# YouTube Treasure Find



## chris_in_pdx (Jul 11, 2004)

http://www.youtube.com/watch?v=PL6os2IKlMY

The NBA on CBS opening segment of Game 2 of the 1977 WCF.


----------



## dwood615 (Jul 20, 2004)

who cares


----------



## hoojacks (Aug 12, 2004)

dwood615 said:


> who cares


Bam! Way to respond with a quality post.


----------



## chris_in_pdx (Jul 11, 2004)

dwood615 said:


> who cares


Oh I don't know. Maybe a Blazer fan? Let me know when you qualify.


----------



## chromekilla (Aug 21, 2005)

chris_in_pdx said:


> Oh I don't know. Maybe a Blazer fan? Let me know when you qualify.


I agree that was a stupid post by him.


----------



## Paxil (Jan 1, 2003)

That was awesome! Thanks for sharing.


----------



## furball (Jul 25, 2004)

Very cool. Seeing Rick Berry using that board was hilarious. Reminds me of Tim Russert during the "Florida" election of 2000.


----------



## B_&_B (Feb 19, 2004)

Thanks Chris!


----------



## Mr. Hobbes (Jul 1, 2005)

dwood615 said:


> who cares


Your MOM


----------



## BlayZa (Dec 31, 2002)

dont be too hard on dwood, he's already killin himself with his freestyles.
natural selection is in action....


----------



## soonerterp (Nov 13, 2005)

Isn't YouTube the greatest thing in the world?

Thanks for sharing that.


----------



## mgb (Jun 26, 2004)

Thanks for the link.


----------



## dwood615 (Jul 20, 2004)

BlayZa said:


> dont be too hard on dwood, he's already killin himself with his freestyles.
> natural selection is in action....



freestyles???


lol


----------



## dwood615 (Jul 20, 2004)

sorry i dont appreciate stuff like this im not as old as ****


----------



## Public Defender (May 5, 2003)

|---|

- Direction 1 -
Retype the stretch of the YouTube thread from "## Paxil (Jan" through "election of 2000.".
- Direction 2 -
Answer these questions from the YouTube thread:
(a) According to the first post, what is shown in the linked clip?
(b) In furball's post, who does seeing Rick Berry use the board bring to mind, and during what event?
(c) In chris_in_pdx's reply to "who cares", who does he suggest might care?

- Stored data -
|---|

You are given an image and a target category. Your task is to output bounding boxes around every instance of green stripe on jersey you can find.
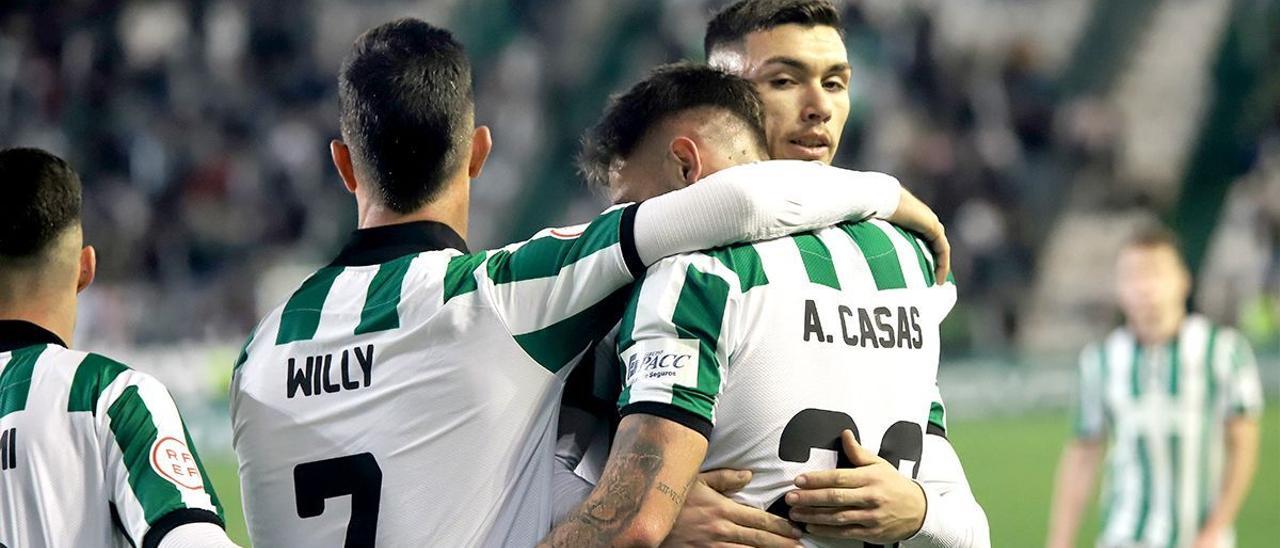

|---|

- Correct output 1 -
## Paxil (Jan 1, 2003)

That was awesome! Thanks for sharing.


----------



## furball (Jul 25, 2004)

Very cool. Seeing Rick Berry using that board was hilarious. Reminds me of Tim Russert during the "Florida" election of 2000.

- Correct output 2 -
(a) The NBA on CBS opening segment of Game 2 of the 1977 WCF.
(b) Tim Russert, during the "Florida" election of 2000.
(c) A Blazer fan.